§ WORK REQUIRED
Beneath this instruction is a listing. Transcribe from it only the stretch from the line with "Query: white refrigerator" through the line with "Query: tile backsplash", both end lines included, exactly as written.

§ STUDY MATERIAL

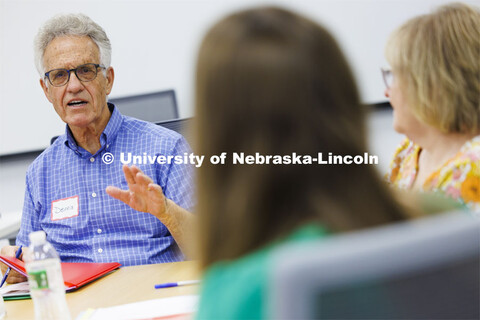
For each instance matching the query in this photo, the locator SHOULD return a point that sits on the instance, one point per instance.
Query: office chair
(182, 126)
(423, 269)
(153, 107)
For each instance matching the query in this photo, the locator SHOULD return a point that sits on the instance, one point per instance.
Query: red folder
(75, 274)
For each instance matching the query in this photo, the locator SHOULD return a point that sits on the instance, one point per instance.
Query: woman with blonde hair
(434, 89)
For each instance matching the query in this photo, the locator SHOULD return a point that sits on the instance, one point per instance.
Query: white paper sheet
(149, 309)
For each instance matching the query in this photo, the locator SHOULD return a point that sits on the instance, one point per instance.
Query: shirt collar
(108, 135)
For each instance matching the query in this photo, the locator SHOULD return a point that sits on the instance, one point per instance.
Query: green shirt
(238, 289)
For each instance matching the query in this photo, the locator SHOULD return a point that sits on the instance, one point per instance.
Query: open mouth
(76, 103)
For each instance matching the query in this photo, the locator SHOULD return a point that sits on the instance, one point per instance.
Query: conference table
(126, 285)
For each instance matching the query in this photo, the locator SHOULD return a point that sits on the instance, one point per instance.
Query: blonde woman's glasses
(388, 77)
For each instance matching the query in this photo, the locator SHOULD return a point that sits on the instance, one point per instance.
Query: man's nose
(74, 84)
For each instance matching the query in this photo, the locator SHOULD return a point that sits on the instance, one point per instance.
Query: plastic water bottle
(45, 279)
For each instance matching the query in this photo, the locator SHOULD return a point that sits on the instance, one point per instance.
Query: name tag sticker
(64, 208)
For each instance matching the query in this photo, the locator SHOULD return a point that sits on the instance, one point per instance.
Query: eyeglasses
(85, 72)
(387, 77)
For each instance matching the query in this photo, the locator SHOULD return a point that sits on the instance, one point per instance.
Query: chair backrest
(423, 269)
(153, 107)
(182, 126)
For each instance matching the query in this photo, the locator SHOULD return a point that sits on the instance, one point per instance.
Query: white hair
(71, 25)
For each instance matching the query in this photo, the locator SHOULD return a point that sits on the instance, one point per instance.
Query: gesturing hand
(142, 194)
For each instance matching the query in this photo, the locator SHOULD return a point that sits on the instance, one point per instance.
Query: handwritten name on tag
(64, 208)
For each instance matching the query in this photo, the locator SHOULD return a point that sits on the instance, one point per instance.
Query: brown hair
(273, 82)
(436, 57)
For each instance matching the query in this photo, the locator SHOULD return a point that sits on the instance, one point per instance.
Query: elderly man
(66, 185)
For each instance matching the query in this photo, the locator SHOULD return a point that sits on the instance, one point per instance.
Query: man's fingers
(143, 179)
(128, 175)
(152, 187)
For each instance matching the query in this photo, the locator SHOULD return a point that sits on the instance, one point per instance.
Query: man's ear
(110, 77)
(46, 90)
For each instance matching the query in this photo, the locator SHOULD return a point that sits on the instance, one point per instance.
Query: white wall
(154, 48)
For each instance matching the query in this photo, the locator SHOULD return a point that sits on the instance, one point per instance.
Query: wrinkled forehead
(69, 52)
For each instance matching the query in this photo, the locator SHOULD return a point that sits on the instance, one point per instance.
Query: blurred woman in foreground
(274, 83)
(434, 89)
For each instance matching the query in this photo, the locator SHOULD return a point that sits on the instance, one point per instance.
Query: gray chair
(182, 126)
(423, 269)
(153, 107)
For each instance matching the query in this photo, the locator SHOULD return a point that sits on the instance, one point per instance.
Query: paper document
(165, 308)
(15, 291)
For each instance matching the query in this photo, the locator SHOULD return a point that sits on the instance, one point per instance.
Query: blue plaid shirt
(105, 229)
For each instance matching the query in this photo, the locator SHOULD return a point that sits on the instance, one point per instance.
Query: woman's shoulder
* * *
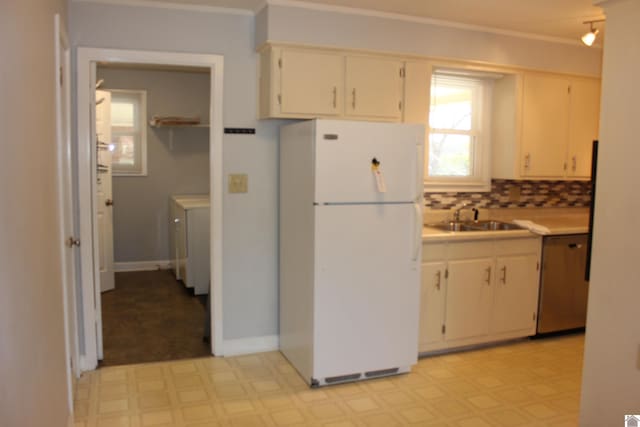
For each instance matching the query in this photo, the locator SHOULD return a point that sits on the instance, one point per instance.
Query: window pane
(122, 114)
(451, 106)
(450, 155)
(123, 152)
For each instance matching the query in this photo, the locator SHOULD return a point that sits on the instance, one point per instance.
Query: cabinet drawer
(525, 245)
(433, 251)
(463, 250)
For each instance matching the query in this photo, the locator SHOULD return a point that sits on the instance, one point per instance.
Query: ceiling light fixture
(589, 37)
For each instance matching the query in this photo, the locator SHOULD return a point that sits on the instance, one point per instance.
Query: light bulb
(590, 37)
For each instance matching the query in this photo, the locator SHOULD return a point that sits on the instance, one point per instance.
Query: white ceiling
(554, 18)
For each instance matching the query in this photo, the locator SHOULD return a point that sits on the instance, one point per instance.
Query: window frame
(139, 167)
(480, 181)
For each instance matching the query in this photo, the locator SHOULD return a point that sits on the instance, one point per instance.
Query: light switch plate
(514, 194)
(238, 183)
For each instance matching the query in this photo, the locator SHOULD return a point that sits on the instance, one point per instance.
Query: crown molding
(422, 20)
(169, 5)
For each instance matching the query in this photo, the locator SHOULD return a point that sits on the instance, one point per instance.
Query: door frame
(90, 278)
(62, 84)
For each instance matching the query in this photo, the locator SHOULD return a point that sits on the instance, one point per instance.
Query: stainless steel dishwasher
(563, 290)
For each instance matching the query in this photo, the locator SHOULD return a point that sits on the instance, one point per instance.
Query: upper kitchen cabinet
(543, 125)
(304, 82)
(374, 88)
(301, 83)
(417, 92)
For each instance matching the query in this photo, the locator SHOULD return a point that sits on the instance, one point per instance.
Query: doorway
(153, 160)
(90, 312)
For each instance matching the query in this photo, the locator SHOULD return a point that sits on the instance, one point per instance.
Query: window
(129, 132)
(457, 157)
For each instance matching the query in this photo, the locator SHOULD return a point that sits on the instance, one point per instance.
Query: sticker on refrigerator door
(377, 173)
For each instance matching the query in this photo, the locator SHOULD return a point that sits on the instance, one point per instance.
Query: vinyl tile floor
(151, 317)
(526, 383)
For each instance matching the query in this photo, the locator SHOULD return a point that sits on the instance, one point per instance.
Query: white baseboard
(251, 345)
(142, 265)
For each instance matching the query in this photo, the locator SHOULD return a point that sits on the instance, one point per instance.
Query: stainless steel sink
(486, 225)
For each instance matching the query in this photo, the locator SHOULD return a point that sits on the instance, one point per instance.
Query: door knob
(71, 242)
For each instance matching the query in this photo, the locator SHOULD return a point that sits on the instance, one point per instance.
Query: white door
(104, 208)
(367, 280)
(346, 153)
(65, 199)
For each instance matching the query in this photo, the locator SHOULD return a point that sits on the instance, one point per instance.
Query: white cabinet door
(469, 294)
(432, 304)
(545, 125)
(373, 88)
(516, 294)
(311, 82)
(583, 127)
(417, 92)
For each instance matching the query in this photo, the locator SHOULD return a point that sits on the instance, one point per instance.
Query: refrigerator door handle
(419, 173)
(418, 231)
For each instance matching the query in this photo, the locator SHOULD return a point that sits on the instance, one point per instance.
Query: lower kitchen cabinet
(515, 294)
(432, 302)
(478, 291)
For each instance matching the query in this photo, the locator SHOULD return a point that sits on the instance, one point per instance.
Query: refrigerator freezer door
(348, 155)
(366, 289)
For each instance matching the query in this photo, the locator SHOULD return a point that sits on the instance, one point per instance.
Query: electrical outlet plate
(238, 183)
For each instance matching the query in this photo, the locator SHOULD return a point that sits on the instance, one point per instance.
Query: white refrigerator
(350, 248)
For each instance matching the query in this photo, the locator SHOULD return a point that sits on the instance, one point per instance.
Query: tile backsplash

§ ANSWER FOR THIS EXERCISE
Query: white refrigerator
(350, 248)
For each instance matching the query in this photo, the locator SHOULD return a point that sits on the instance, one point per instance.
Query: tile backsplash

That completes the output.